### What is asked
From the line that has "the concrete slab." down to the final line of the listing below, transcribe every line exactly, and only those.
-.-.-
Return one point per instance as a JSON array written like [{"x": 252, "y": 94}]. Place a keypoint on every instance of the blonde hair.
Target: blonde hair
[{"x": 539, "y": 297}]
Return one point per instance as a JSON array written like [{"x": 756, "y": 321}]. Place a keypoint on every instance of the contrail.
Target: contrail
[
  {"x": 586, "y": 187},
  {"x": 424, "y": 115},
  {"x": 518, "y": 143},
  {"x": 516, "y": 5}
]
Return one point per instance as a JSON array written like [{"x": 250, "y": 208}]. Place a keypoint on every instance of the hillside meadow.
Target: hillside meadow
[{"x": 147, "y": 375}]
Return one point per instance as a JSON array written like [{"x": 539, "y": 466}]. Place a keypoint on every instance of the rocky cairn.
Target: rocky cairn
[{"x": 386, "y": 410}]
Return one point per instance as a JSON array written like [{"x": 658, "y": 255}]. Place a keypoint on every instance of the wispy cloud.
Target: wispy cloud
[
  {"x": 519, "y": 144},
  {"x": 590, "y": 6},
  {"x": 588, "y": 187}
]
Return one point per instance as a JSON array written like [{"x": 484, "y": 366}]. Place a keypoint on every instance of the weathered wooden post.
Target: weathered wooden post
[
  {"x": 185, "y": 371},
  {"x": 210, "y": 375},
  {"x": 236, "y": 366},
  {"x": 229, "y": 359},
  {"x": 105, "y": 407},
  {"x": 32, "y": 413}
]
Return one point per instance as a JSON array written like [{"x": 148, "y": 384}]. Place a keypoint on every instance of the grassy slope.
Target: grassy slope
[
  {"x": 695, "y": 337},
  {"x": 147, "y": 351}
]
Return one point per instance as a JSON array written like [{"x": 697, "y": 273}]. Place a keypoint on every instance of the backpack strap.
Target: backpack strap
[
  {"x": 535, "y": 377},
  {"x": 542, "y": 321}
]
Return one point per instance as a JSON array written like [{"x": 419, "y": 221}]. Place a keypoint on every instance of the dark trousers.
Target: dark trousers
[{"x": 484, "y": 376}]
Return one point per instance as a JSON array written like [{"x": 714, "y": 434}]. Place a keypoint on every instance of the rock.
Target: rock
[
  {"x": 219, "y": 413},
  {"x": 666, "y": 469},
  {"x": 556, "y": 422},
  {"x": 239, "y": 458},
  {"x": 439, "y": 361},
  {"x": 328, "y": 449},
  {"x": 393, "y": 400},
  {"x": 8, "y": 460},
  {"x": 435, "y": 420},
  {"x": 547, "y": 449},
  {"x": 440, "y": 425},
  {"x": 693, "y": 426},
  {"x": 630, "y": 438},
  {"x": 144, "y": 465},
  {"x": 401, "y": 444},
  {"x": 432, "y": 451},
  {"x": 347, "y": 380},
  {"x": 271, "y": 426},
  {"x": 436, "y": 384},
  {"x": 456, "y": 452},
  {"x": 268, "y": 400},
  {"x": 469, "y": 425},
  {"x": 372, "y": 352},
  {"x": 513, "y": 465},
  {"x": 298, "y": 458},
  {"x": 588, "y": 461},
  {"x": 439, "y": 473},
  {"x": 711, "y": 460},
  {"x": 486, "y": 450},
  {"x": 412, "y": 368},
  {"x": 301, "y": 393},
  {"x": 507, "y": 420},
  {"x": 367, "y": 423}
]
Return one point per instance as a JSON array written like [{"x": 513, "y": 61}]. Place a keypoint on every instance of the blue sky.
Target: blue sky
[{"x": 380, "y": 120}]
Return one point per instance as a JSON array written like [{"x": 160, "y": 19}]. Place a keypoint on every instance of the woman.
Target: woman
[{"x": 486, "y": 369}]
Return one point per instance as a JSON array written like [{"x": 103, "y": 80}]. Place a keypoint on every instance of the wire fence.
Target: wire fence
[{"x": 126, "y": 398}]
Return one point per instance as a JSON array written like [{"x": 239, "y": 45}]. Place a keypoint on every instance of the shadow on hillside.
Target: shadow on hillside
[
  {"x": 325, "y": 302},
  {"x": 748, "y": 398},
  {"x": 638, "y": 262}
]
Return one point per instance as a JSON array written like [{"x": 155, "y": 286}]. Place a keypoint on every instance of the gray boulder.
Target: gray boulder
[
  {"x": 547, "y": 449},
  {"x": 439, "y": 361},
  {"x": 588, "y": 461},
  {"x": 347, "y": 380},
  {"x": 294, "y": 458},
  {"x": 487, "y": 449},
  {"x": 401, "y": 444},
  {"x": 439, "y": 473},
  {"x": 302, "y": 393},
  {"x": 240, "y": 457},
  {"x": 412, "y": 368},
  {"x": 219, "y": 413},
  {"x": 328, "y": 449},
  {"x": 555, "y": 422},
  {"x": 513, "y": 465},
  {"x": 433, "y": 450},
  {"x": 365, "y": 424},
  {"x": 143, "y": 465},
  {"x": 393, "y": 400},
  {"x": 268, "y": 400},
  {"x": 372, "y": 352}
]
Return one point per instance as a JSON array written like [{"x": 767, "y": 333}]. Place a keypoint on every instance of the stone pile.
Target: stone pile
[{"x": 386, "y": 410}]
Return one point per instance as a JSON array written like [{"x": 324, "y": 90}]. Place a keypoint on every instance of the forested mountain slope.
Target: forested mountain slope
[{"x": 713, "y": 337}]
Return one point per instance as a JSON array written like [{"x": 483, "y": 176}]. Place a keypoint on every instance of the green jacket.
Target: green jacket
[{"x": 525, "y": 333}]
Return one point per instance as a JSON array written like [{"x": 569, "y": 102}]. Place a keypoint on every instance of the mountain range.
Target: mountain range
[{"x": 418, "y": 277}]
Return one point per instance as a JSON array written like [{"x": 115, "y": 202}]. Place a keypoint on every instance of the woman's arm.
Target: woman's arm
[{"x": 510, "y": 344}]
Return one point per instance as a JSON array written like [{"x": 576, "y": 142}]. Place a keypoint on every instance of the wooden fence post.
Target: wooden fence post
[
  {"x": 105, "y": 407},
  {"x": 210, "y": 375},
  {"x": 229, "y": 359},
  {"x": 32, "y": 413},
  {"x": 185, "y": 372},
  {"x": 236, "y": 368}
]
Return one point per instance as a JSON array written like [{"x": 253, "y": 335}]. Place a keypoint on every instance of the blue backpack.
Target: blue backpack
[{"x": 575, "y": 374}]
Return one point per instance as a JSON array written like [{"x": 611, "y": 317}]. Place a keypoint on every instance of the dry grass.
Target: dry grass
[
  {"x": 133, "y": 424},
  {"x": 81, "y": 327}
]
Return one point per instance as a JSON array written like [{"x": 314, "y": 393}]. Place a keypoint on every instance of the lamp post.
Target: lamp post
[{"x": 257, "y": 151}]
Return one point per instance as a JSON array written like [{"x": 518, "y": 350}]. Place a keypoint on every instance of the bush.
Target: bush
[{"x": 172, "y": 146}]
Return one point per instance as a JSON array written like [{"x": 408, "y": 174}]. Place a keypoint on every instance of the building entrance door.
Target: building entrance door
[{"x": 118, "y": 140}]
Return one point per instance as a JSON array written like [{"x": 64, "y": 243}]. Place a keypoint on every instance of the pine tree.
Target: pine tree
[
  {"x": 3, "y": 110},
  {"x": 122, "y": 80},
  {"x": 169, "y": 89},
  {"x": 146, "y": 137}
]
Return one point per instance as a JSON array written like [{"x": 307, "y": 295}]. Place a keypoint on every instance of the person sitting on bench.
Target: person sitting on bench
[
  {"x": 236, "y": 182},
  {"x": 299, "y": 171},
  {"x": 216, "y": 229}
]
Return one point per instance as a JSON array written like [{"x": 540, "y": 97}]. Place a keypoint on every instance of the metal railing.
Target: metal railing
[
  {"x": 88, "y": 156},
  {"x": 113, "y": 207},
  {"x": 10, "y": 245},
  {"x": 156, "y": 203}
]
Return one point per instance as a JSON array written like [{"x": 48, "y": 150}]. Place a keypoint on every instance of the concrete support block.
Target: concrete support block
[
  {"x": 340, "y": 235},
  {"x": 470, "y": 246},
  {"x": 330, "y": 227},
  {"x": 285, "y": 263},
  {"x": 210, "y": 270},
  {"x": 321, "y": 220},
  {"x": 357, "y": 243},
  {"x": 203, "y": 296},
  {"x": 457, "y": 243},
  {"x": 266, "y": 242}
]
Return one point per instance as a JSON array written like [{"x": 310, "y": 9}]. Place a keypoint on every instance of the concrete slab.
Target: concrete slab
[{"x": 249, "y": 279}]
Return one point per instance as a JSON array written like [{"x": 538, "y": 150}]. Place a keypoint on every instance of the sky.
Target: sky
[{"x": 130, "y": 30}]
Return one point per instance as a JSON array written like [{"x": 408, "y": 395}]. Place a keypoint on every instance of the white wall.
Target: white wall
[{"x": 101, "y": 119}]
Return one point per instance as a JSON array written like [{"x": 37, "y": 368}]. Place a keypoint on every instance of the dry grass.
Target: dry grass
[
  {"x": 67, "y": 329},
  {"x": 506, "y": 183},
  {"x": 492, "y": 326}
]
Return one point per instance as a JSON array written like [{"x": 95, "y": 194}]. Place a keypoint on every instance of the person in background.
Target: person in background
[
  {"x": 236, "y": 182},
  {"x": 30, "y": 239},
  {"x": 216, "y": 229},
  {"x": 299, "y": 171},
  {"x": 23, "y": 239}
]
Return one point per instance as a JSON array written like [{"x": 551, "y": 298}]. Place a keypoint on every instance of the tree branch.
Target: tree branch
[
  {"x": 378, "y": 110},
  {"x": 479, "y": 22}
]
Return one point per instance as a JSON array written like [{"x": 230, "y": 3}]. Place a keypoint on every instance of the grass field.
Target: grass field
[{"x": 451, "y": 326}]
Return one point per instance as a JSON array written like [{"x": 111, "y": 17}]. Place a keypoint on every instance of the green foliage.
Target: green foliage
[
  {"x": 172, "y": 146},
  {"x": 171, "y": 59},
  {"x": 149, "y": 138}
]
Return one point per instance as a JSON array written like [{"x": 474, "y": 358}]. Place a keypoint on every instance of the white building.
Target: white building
-.-.-
### Response to this exercise
Return one point per instance as a JSON array written like [{"x": 310, "y": 9}]. Place a keypoint on every instance of the concrete slab.
Target: concrete slab
[{"x": 249, "y": 279}]
Return one point per instance as a JSON array written like [{"x": 538, "y": 150}]. Place a keypoint on every instance of the sky.
Target: sky
[{"x": 130, "y": 30}]
Return one point per instance as a JSON array written like [{"x": 408, "y": 395}]. Place a keypoint on every instance of the white wall.
Target: white wall
[{"x": 101, "y": 119}]
Return one point per instance as a JSON array written like [{"x": 37, "y": 368}]. Place a keypoint on every instance of the dry grass.
Target: dry grass
[
  {"x": 67, "y": 329},
  {"x": 506, "y": 183},
  {"x": 492, "y": 326}
]
Return one point per instance as a JSON array written like [{"x": 95, "y": 194}]. Place a keypoint on every instance of the person in background.
Target: person in background
[
  {"x": 236, "y": 182},
  {"x": 30, "y": 239},
  {"x": 216, "y": 229},
  {"x": 299, "y": 171},
  {"x": 23, "y": 239}
]
Return one point per instance as a JSON array written like [{"x": 551, "y": 298}]. Place a keypoint on every instance of the tree branch.
Target: tree branch
[
  {"x": 378, "y": 110},
  {"x": 479, "y": 22}
]
Return one point per instance as a JSON array written like [{"x": 230, "y": 3}]. Place a keypoint on every instance of the grass field.
Target: grass field
[{"x": 451, "y": 326}]
Return one point per instance as a JSON array written like [{"x": 111, "y": 17}]. Place a keypoint on every instance of the green foliage.
Target: green foliage
[
  {"x": 172, "y": 146},
  {"x": 171, "y": 59},
  {"x": 149, "y": 138}
]
Return one point per instance as a JSON array written like [{"x": 474, "y": 358}]. Place a keypoint on every instance of the white building.
Target: white building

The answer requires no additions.